> [YOUR TASK]: Go through the material below and copy each line exactly.

☆ ☆ ☆ ☆ ☆

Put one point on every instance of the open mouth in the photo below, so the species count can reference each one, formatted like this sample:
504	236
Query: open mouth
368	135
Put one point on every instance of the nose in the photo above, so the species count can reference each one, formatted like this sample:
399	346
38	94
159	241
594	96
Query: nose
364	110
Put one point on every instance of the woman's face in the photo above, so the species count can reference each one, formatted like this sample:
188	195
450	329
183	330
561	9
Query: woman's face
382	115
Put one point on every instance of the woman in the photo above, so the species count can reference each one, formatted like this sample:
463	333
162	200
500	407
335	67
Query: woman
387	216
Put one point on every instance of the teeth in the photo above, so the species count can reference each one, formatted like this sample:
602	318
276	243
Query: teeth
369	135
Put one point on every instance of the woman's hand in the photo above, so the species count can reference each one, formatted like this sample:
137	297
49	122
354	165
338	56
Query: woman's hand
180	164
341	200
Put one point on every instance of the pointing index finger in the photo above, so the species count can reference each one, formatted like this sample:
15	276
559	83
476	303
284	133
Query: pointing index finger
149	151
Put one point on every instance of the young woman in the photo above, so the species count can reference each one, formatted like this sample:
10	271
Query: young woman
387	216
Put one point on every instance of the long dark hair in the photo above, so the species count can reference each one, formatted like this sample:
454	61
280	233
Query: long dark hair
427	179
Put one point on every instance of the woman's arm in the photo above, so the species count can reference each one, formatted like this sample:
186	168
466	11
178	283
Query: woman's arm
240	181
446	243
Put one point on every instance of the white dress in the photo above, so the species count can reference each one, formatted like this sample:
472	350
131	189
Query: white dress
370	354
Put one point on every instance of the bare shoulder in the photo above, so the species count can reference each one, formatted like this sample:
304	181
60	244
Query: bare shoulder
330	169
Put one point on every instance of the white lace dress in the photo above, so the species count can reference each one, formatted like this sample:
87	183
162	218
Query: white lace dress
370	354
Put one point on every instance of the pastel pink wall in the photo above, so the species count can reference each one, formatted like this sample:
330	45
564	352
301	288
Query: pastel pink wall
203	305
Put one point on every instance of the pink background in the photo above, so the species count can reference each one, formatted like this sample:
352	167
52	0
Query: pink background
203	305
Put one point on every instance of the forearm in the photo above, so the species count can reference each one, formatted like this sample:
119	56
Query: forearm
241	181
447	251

☆ ☆ ☆ ☆ ☆

> [SOLUTION]:
Put one point on every instance of the open mouth in the photo below, so the species count can reference each one, formatted like this sample:
504	236
Query: open mouth
368	135
Put one point on every instance of the nose in the photo above, so the species count can reference each one, formatted like this sample:
399	346
38	94
159	241
594	96
Query: nose
364	110
Put one point on every instance of the woman's face in the photo above, so the species count can reference each one, formatted like this sample:
188	195
450	329
183	330
561	9
Query: woman's face
382	115
Put one point on every instance of the woman in the photo above, so the species count can reference each one, formatted like this sample:
463	333
162	200
500	407
335	67
Query: woman
387	216
Put one point on every instance of the teeth in the photo above, so the species count can reference each one, formatted like this sample:
602	318
276	243
Query: teeth
369	135
Put one point on every instance of the woman's hand in the photo above, so the species count can reference each one, formatted like this sample:
137	297
49	122
354	165
338	56
Query: woman's hand
180	164
341	200
Put one point on every instance of the pointing index finger in the photo above, so the species count can reference each one, formatted like this sample:
15	276
559	83
476	303
284	133
Query: pointing index finger
149	151
Put one point on every instance of the young woman in the photo above, so the species count can reference each one, formatted like this sample:
10	271
Query: young woman
387	216
Put one point on every instance of the long dark hair in the photo above, so the species count can reference each one, formatted like this sample:
454	61
280	233
Query: long dark hair
427	179
Put one point on every instance of the woman's arm in the photo above, so the species count can reference each one, formatted like this sample:
186	168
466	11
178	283
Query: woman's arm
240	181
446	243
Put one point on every instance of the white dress in the photo above, so the species count can reference each one, formatted like this sample:
472	350
131	189
Query: white dress
370	354
Put one point on every instance of the bare shoulder in the photo above, so the species count can reference each one, formatted like this sample:
304	181
60	244
Query: bare shoulder
330	169
Put one point on every instance of the white lace dress in the photo above, so the species count can reference each one, formatted like this sample:
87	183
162	218
Query: white lace dress
370	354
Put one point on every instance of the pastel pink wall in the photo above, so the species count can reference each one, formatted like this sample:
330	45
564	352
301	288
Query: pastel pink wall
203	305
Put one point on every instance of the pink background in the photo above, so the species count can reference each one, formatted like this sample:
352	167
52	0
Query: pink background
203	305
Put one point on every instance of the forearm in the photo above, so the species count can reference each one, formatted like this sample:
119	56
Query: forearm
241	181
447	251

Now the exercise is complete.